**Information given**.
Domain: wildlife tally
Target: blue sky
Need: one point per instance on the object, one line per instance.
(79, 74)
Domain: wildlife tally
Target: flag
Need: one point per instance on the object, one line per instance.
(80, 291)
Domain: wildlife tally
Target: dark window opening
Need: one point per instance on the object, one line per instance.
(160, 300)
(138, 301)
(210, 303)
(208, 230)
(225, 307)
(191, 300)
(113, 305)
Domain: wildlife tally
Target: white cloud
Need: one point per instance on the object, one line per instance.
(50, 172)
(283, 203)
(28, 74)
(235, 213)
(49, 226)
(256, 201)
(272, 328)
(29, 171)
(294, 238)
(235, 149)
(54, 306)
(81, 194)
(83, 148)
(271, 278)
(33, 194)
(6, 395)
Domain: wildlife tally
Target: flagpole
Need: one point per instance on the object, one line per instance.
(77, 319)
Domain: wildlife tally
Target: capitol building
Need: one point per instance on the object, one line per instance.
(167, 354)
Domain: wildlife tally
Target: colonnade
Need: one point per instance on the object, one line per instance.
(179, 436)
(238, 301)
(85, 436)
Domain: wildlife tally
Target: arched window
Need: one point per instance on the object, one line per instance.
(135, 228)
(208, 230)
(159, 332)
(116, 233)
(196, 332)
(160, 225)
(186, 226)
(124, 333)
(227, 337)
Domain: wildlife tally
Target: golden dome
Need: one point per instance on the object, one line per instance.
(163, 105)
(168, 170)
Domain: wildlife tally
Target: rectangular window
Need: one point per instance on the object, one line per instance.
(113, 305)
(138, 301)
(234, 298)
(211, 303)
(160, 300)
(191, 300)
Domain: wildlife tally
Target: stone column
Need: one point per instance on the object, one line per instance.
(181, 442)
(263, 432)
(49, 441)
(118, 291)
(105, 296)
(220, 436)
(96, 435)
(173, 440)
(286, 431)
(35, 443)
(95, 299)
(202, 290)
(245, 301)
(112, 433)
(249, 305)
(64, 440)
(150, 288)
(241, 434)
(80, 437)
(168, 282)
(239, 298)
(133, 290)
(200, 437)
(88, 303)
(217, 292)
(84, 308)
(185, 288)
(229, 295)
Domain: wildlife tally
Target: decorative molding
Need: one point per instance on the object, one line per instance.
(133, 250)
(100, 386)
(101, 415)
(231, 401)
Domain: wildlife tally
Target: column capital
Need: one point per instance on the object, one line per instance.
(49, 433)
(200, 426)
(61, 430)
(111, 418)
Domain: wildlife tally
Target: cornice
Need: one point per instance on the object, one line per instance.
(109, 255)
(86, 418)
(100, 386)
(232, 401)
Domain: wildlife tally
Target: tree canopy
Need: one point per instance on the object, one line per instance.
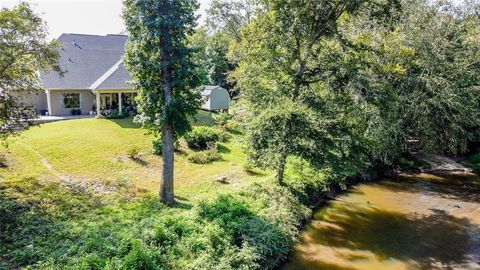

**Stated problem**.
Return each line of the listing above that contains the word "window".

**Result below**.
Target: dark window opening
Target: arched window
Target: rectangular window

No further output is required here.